### Polecenie 1
Wybierz wszystkie wiersze, w których występuje słowo "floor", i przepisz je.

Skocz do zawartości

2020 backlog - możemy to pokonać


Rekomendowane odpowiedzi

Dobrze. Bez zbytniego rozwlekania i przeciągania. Nowy Rok za pasem, czyli dobry moment na coś nowego.

Prawdopodobnie każdy z nas posiada spory backlog (nie lubię tego zwrotu, ale lepsze to, niż kupka wstydu) i po części chciałby się go pozbyć. Co roku próbuje z różnym skutkiem. Każdy z nas czyni to  na swój sposob. Jednemu się udaje lepiej, a drugiemu gorzej. Ten wątek ma pomóc takim osobnikom, w tym autorowi.

 

Z założeniem tego tematu nosiłem się już od dobrych dwóch lat, ale ciągle mnie coś odciągało. Spróbuję teraz. Jak nie będzie się cieszył powodzeniem to utonie w odmętach tego forum. 

 

O co tu właściwe się rozchodzi?

 

Proste reguły:

Jeśli skończysz grę z twojego backlogu (bez różnicy czy kupioną w 2020 czy w 1997) to liczy się jako +1

Jeśli kupisz/ dostaniesz/ nabędziesz z jakiegoś abonamentu grę w 2020 roku to liczy się jako -1

Chodzi o to, aby mieć jak najwięcej plusów na koniec roku.

Nie będzie żadnego wyścigu, rankingów i nagród dla najlepszych, a jedynie zabawa. Można zrobić podsumowanie dla zainteresowanych.

 

Pomoc w walce dostarcza, m.in.:

https://backloggery.com - pozwala notować progres naszych poczynań w ogrywanych tytułach

https://howlongtobeat.com - określa przybliżony czas na ukończenie gry

 

Przykład uzupełniania:

Nabyte gry

1) Syndicate (SMD) - 02/01/20  -1

 

Ukończone gry

1) International Karate (Atari 65 XE) - 01/01/20  +1

2) Ikaruga (DC) - 05/01/20  +1

 

Suma +1

 

Powodzenia wszystkim chętnym i zainteresowanym udziałem w niniejszej zabawie.

Odnośnik do komentarza

Nie ma czegoś takiego jak backlog. Nie da się ograć wszystkich dobrych gier, tak samo jak nie przeczytasz wszystkich dobrych książek i nie obejrzysz każdego filmu, który wypadałoby obejrzeć. To nawet nie jest kwestia czasu, bo podłączony pod kroplówkę 24h i tak tego nie ogarniesz. Chyba, że kogoś jara gonienie króliczka dla samego gonienia, to wtedy powodzenia.

### Wiersze do wykorzystania

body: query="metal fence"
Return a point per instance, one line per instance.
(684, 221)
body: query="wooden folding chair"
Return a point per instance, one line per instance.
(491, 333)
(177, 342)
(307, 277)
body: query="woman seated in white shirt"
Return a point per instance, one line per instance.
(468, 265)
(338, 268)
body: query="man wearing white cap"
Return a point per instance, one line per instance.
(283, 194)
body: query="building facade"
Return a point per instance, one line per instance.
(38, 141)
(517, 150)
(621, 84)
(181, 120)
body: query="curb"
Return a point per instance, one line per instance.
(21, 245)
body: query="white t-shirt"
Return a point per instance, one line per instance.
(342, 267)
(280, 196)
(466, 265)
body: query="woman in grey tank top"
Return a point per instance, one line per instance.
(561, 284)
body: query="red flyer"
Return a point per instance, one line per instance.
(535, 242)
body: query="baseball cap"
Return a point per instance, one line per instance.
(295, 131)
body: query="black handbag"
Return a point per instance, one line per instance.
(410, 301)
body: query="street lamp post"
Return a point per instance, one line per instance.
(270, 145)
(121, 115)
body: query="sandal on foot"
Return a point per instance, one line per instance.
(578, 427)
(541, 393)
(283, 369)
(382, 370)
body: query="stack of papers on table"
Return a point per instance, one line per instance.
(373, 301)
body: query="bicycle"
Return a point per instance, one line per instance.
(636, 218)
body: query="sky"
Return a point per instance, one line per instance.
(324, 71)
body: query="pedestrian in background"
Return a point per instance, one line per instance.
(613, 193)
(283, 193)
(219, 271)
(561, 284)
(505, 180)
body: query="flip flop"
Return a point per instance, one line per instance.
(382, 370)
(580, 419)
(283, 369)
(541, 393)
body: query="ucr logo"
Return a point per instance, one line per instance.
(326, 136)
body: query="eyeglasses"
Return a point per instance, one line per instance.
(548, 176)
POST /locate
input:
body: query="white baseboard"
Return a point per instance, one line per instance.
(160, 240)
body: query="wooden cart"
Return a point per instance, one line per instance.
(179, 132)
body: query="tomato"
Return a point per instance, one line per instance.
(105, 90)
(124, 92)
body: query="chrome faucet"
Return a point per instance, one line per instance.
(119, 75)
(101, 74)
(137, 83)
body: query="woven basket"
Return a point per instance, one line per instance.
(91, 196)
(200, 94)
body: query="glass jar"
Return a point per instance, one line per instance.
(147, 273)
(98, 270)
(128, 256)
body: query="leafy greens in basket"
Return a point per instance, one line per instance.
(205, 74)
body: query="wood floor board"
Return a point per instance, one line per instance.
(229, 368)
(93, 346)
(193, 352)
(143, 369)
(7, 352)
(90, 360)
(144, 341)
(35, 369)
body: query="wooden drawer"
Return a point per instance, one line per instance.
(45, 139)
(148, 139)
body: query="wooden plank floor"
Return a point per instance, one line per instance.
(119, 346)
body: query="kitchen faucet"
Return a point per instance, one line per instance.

### Polecenie 2
Zaktualizuj fragment wpisu o backlogu gier, zaczynając od "Dobrze. Bez zbytniego" i kończąc na "w tym autorowi.", tak aby "wątek" zastąpić przez "temat".

### Odpowiedź pisemna 1
body: query="wood floor board"
body: query="wooden plank floor"

### Odpowiedź pisemna 2
Dobrze. Bez zbytniego rozwlekania i przeciągania. Nowy Rok za pasem, czyli dobry moment na coś nowego.

Prawdopodobnie każdy z nas posiada spory backlog (nie lubię tego zwrotu, ale lepsze to, niż kupka wstydu) i po części chciałby się go pozbyć. Co roku próbuje z różnym skutkiem. Każdy z nas czyni to  na swój sposob. Jednemu się udaje lepiej, a drugiemu gorzej. Ten temat ma pomóc takim osobnikom, w tym autorowi.